- **Data for this exercise**
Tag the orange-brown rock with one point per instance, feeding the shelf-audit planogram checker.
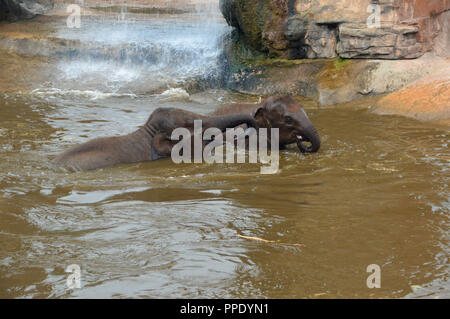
(427, 99)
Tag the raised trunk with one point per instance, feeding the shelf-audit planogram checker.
(311, 136)
(230, 121)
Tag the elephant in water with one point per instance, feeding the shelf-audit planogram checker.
(284, 113)
(148, 143)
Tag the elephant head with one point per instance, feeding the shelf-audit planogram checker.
(284, 113)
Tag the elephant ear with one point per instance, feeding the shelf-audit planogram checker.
(161, 146)
(261, 117)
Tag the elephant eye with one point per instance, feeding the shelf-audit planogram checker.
(289, 120)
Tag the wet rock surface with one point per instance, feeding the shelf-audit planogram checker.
(13, 10)
(296, 29)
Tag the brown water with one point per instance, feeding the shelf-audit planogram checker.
(376, 193)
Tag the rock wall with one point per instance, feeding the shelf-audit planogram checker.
(296, 29)
(13, 10)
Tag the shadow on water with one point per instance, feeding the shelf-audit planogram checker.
(376, 193)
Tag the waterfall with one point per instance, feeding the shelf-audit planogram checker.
(141, 47)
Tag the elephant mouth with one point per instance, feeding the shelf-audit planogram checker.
(304, 143)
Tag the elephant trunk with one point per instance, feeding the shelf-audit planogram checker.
(231, 121)
(311, 136)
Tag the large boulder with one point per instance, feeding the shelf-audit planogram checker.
(327, 28)
(13, 10)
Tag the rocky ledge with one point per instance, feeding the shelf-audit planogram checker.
(325, 50)
(296, 29)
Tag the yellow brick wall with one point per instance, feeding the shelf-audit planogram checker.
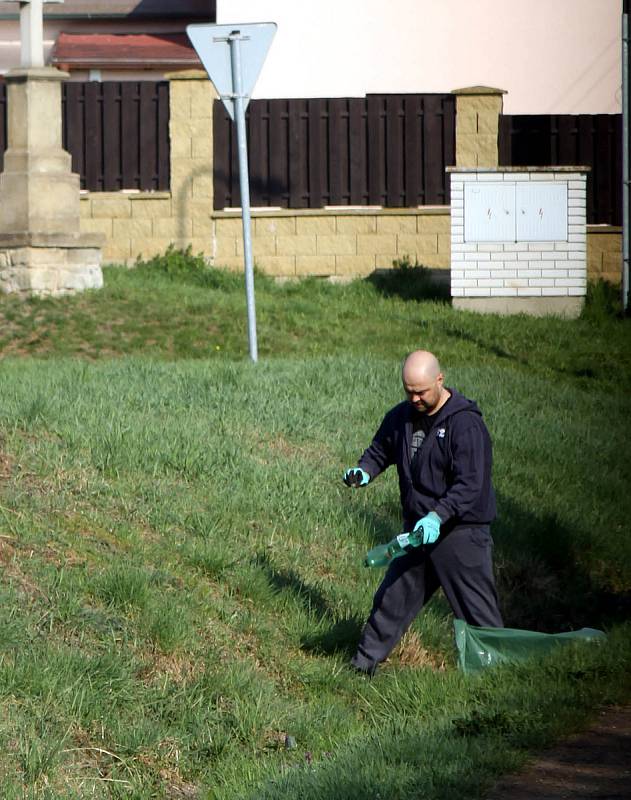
(604, 253)
(296, 243)
(478, 110)
(343, 243)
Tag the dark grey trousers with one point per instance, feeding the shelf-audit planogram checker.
(461, 562)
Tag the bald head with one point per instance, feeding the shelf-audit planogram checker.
(423, 382)
(420, 365)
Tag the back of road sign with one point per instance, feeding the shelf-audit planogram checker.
(212, 43)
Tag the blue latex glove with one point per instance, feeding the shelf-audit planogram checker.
(430, 525)
(355, 477)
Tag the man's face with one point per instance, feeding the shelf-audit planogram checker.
(424, 394)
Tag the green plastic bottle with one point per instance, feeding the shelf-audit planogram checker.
(382, 555)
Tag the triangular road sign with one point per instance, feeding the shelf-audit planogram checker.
(212, 43)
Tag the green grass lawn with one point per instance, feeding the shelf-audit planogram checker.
(182, 581)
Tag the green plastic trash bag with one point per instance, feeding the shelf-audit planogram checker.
(485, 647)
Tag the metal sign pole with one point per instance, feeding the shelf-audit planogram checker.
(244, 184)
(625, 160)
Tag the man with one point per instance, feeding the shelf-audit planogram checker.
(442, 451)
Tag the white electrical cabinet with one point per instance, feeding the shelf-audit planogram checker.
(541, 212)
(489, 212)
(515, 212)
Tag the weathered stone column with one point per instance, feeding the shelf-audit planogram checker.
(478, 109)
(41, 248)
(191, 130)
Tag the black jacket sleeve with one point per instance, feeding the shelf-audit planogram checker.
(381, 453)
(470, 478)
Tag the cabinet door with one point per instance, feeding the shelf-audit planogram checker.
(489, 212)
(541, 211)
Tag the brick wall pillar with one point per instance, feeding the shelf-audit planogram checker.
(191, 132)
(478, 109)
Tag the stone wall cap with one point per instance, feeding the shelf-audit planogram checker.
(187, 75)
(375, 211)
(479, 90)
(23, 74)
(577, 168)
(62, 240)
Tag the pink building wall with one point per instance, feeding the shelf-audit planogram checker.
(552, 56)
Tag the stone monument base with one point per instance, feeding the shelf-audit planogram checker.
(48, 264)
(563, 306)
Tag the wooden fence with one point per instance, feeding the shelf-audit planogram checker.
(381, 150)
(593, 140)
(117, 133)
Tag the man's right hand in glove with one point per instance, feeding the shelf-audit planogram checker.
(355, 477)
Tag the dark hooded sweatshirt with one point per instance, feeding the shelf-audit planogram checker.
(452, 473)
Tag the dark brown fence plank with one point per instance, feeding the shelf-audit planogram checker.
(376, 152)
(257, 160)
(394, 151)
(112, 174)
(433, 150)
(93, 137)
(148, 143)
(113, 149)
(163, 137)
(297, 156)
(413, 161)
(3, 122)
(358, 151)
(357, 145)
(279, 178)
(221, 156)
(592, 140)
(73, 127)
(317, 152)
(336, 148)
(449, 143)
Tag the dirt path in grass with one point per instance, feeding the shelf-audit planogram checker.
(593, 764)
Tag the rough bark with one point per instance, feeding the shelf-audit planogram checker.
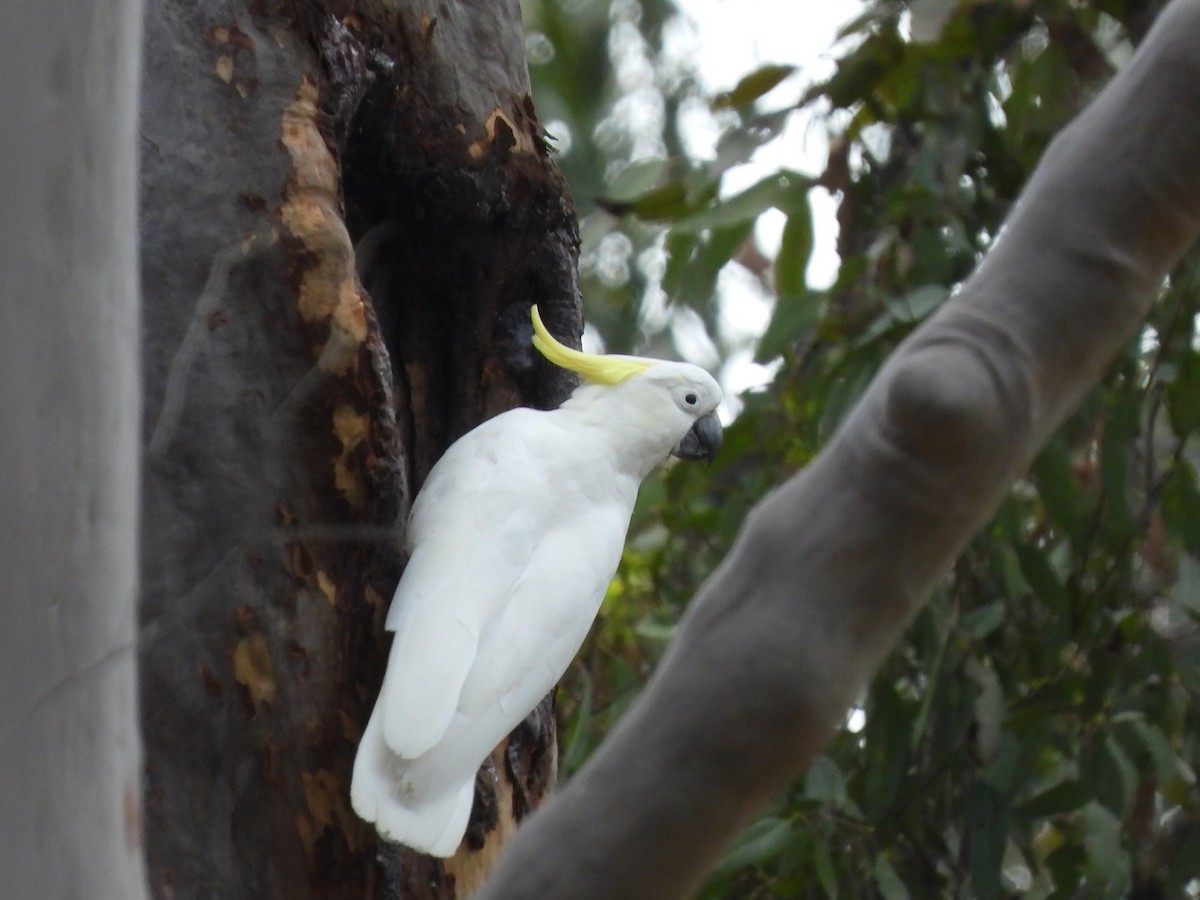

- **What is required**
Render all of the rows above as a numbered list. Drop blank lines and leave out the pictures.

- **Written answer**
1. Tag the orange-brown rock with one point per instance, feeding the shelf-audit planogram checker.
2. (427, 99)
3. Tag the raised trunk with one point per instance, feeding the shelf-audit planogram checker.
4. (311, 136)
5. (230, 121)
6. Tag the elephant in water with one point per instance, feeding the shelf-audit planogram checker.
7. (284, 113)
8. (148, 143)
9. Tag the elephant head with one point per instance, feeding the shelf-audit planogram checker.
10. (284, 113)
11. Tag the elephant ear with one point per instance, feeding the shelf-audit planogram checker.
12. (161, 146)
13. (261, 117)
14. Tag the elephant eye with one point per instance, feeding the shelf-audit planogram checker.
15. (289, 120)
16. Tag the wet rock surface with one point per instance, feeding the shelf-audit planogram checker.
17. (13, 10)
18. (296, 29)
19. Tag the brown water with one point per instance, feeding the shelf-audit planogram checker.
20. (376, 193)
21. Tag the rock wall with one point per instance, feeding the shelf-audit planogram checker.
22. (296, 29)
23. (13, 10)
24. Tag the shadow on water with one point per instance, feeding the shelf-audit planogram checker.
25. (376, 193)
26. Tag the waterfall with one point per instance, feeding the shelf-audit planogram checker.
27. (141, 47)
28. Tag the elephant mouth with one point per instance, feeding the shelf-audit planogram checker.
29. (304, 143)
30. Tag the elephant trunk with one point per instance, feeding the shelf-audit planogram checker.
31. (231, 121)
32. (311, 136)
33. Tag the large boulder with one point per instance, feeding the shelf-audit planogram checker.
34. (327, 28)
35. (13, 10)
36. Tag the rocky ledge with one point per instance, feeding the shelf-audit planogram checker.
37. (325, 50)
38. (296, 29)
39. Tag the yellow brick wall with one point per instance, feeding the shelf-audit planogram checker.
40. (604, 253)
41. (296, 243)
42. (478, 110)
43. (343, 243)
44. Tag the dark grey trousers with one point per instance, feeding the shelf-audit planogram checker.
45. (461, 562)
46. Tag the bald head with one point per instance, feeding the shelf-audit planogram checker.
47. (423, 382)
48. (420, 365)
49. Tag the back of road sign with one point per instance, feeding the shelf-audit planogram checker.
50. (212, 43)
51. Tag the blue latex glove with one point per instance, feeding the shelf-audit planogram checker.
52. (430, 525)
53. (355, 477)
54. Tag the man's face with one point per instance, feeding the shelf-audit planogram checker.
55. (424, 394)
56. Tag the green plastic bottle with one point per instance, feeding the shelf-audit planogram checker.
57. (382, 555)
58. Tag the triangular road sign with one point per instance, feeding the shelf-audit planogram checker.
59. (212, 43)
60. Tag the green grass lawn with one point per instance, feeding the shelf-audit planogram checker.
61. (182, 581)
62. Tag the green plastic trash bag with one point per instance, feeding the shelf-audit planogram checker.
63. (485, 647)
64. Tag the metal sign pole with one point per instance, feeding the shelf-audit planogram checker.
65. (244, 184)
66. (625, 160)
67. Tag the man with one point per instance, feeding the shelf-audit planogram checker.
68. (442, 451)
69. Tag the white electrical cabinet with one point per instance, feeding the shelf-audit planogram checker.
70. (541, 212)
71. (489, 212)
72. (515, 212)
73. Tag the weathered stone column with one point per instance, feeding the shelf-audit planogram checker.
74. (478, 109)
75. (41, 248)
76. (191, 130)
77. Tag the black jacket sleeve with one point per instance, feeding the shelf-audit planogram checker.
78. (381, 453)
79. (470, 478)
80. Tag the cabinet door with one point per instance, feeding the shelf-audit planogram checker.
81. (489, 212)
82. (541, 211)
83. Tag the brick wall pillar with one point per instance, feeding the shelf-audit planogram checker.
84. (191, 132)
85. (478, 109)
86. Tag the stone wall cap with one point per instance, feeding the shelf-audit planogram checker.
87. (187, 75)
88. (375, 211)
89. (479, 90)
90. (23, 74)
91. (577, 168)
92. (62, 240)
93. Tag the pink building wall with one point per instance, feeding the shelf-audit planogram checker.
94. (552, 56)
95. Tag the stone monument base with one point per instance, feeding the shelf-audit planogram checker.
96. (48, 264)
97. (563, 306)
98. Tag the wooden fence with one point per instance, feeding the shelf-audit planogram checker.
99. (381, 150)
100. (593, 140)
101. (117, 133)
102. Tag the man's right hand in glove with one point per instance, feeding the shelf-audit planogram checker.
103. (355, 477)
104. Tag the dark hooded sweatshirt with one point per instance, feeding the shelf-audit planogram checker.
105. (452, 473)
106. Tag the dark brown fence plank with one point per instance, feeding the shelf-audit planogram checker.
107. (376, 152)
108. (257, 160)
109. (394, 151)
110. (112, 174)
111. (433, 150)
112. (93, 137)
113. (148, 143)
114. (113, 149)
115. (163, 137)
116. (297, 156)
117. (413, 161)
118. (3, 122)
119. (358, 151)
120. (357, 145)
121. (279, 178)
122. (221, 156)
123. (592, 140)
124. (73, 127)
125. (317, 152)
126. (336, 148)
127. (449, 143)
128. Tag the dirt path in grass with one point per instance, feeding the shelf-audit planogram checker.
129. (593, 764)
130. Tag the rough bark with one point per instance, feeding the shelf-audit planogram checker.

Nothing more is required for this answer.